++++ Excerpt provided ++++
Berke v. Tambrands, Inc.

U.S. Court of Appeals for the First Circuit

Berke v. Tambrands, Inc.

Opinion

NOT FOR PUBLICATION NOT FOR PUBLICATION

UNITED STATES COURT OF APPEALS FOR THE FIRST CIRCUIT

No. 96-1745

CARL M. BERKE, ET AL., Plaintiffs, Appellants,

v. TAMBRANDS, INC.,

Defendant, Appellee.

No. 96-1830 DAVID A. FOX,

Plaintiff, Appellant, v.

TAMBRANDS, INC., Defendant, Appellee.

APPEALS FROM THE UNITED STATES DISTRICT COURT

FOR THE DISTRICT OF MASSACHUSETTS [Hon. Robert B. Collings, U.S. Magistrate Judge]

Before

Boudin, Circuit Judge,

Aldrich, Senior Circuit Judge,

and Lynch, Circuit Judge.

James E. Grumbach with whom Marc E. Verzani and Zimble &

Brettler, LLP were on consolidated briefs for appellants.

Roger E. Podesta with whom Harry Zirlin, Debevoise & Plimpton,

Richard L. Nahigian and Sullivan, Sullivan & Pinta were on

consolidated brief for appellee.

April 24, 1997

Per Curiam. Plaintiffs appeal from the district court's

summary judgment dismissal of their claims, most importantly

that stock options and other incentive compensation promised

by their employer, Tambrands Inc., should have been

accelerated--rather than forfeited--when Tambrands sold its

subsidiary Hygeia Sciences, Inc., the company for which the

plaintiffs directly worked. Plaintiffs dispute the district

court's reading of the underlying contracts; they also

challenge several discovery rulings.

After reviewing the briefs and the record, we conclude

that the district court's thorough opinion correctly analyzed

and resolved the questions presented. We affirm for

substantially the reasons given below, separately discussing

below only three points which were not squarely addressed in

the district court. Some of the issues presented by the

appeal are fairly debatable, but we see no reason to repeat

in our words explanations that have been ably provided by the

district court.
++++ Material provided ++++
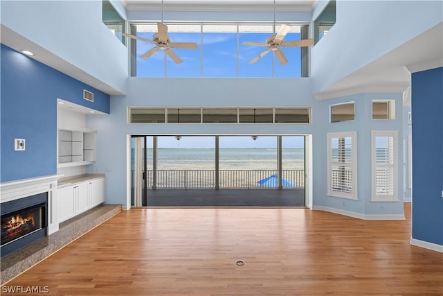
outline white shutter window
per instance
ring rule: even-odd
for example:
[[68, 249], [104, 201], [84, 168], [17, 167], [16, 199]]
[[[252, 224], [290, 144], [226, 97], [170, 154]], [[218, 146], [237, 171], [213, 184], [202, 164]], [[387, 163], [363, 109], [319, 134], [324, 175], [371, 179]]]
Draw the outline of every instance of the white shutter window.
[[356, 132], [328, 134], [328, 195], [356, 199]]
[[397, 132], [372, 132], [372, 200], [397, 200]]

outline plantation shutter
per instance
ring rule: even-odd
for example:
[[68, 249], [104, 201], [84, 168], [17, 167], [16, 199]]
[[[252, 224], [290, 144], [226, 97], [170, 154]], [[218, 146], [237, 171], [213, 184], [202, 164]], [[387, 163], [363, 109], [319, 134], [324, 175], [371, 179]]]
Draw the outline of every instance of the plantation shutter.
[[373, 132], [372, 192], [373, 200], [397, 198], [397, 164], [395, 134]]
[[328, 193], [355, 197], [355, 134], [329, 134]]

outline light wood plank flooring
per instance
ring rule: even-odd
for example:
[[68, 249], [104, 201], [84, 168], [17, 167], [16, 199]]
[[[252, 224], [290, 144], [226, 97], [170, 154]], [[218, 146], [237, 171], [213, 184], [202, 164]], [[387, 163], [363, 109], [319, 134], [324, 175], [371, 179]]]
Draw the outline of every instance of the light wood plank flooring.
[[[441, 295], [443, 254], [406, 220], [305, 209], [121, 212], [2, 287], [64, 295]], [[244, 265], [237, 266], [237, 260]]]

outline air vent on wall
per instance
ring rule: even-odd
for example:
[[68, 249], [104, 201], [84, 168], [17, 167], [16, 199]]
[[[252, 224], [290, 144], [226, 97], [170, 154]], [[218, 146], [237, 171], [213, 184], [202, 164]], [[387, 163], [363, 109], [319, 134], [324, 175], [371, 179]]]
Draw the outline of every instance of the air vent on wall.
[[86, 89], [83, 89], [83, 98], [84, 98], [85, 100], [87, 100], [90, 102], [93, 102], [94, 101], [94, 94], [91, 92], [88, 92]]

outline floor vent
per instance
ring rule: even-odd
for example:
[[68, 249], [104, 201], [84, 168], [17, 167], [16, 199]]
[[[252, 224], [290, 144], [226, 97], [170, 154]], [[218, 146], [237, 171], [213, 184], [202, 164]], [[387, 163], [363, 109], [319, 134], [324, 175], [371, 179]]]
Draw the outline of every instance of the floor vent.
[[86, 89], [83, 89], [83, 98], [84, 98], [85, 100], [87, 100], [90, 102], [93, 102], [94, 101], [94, 94], [91, 92], [88, 92]]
++++
**Written exercise 1:**
Please reproduce the passage of the Berke v. Tambrands opinion that begins at the words "Aldrich, Senior Circuit" and stops after "briefs for appellants.".
**Written exercise 2:**
In the Berke v. Tambrands opinion, what subsidiary did Tambrands sell?
**Written exercise 3:**
Carry on the Berke v. Tambrands opinion from the point where it stops.
The items stand apart from the Berke v. Tambrands opinion and are separate material.

**Output 1:**
Aldrich, Senior Circuit Judge,

and Lynch, Circuit Judge.

James E. Grumbach with whom Marc E. Verzani and Zimble &

Brettler, LLP were on consolidated briefs for appellants.

**Output 2:**
Hygeia Sciences, Inc.

**Output 3:**
1. Plaintiffs argue on appeal that three plaintiffs who

continued working for Hygeia until the date on which their

options would have vested if they had remained in Tambrands'

employ completed the requisite vesting period. They assert

that the contractual requirement of two years' continued

employment with "the Company," defined as "Tambrands and its

subsidiaries," should be understood to mean employment by

-2- -2-

Tambrands and/or the subsidiaries it had at the time the

options were granted--not at the time of exercise.

This theory, although mentioned in the complaint, was

not discussed at length by the magistrate judge, who directed

his attention to a broader claim, namely, that the sale

triggered an acceleration of the options. However, assuming

that the present theory was fully preserved, at the end of

two years the plaintiffs were no longer working either for

Tambrands or a subsidiary of Tambrands, and therefore their

options lapsed under the contract, which allowed exercise

"only during the continuance of that Participant's employment

by the Company."

2. In the district court, in addition to express

contract claims, the plaintiffs pressed implied contract,

unjust enrichment and quantum meruit claims. They based

these latter claims on their allegation that they had made

unusual efforts in support of the planned sale of Hygeia

during 1989 and 1990 and as a result deserve, or were

impliedly promised, the reward of acceleration of their

options. On appeal, they have recast this theory, arguing

that their contracts were impliedly modified, or

alternatively that Tambrands' continuation of its incentive

compensation programs during 1989 and 1990 either estops

Tambrands from refusing acceleration or constitutes a waiver

of any right to refuse acceleration.

-3- -3-

However, we agree with the district court's conclusion

that the plaintiffs could not prove either that they could

reasonably have expected acceleration, or that the defendants

promised acceleration, in exchange for their sales efforts.

We think that this conclusion supports dismissal of

plaintiffs' modification, estoppel and waiver arguments, as

well as the implied contract and related claims more clearly

asserted in the district court and addressed by the

magistrate judge's opinion.

3. Finally, plaintiffs contend on appeal that public

policy considerations justify accelerating their options.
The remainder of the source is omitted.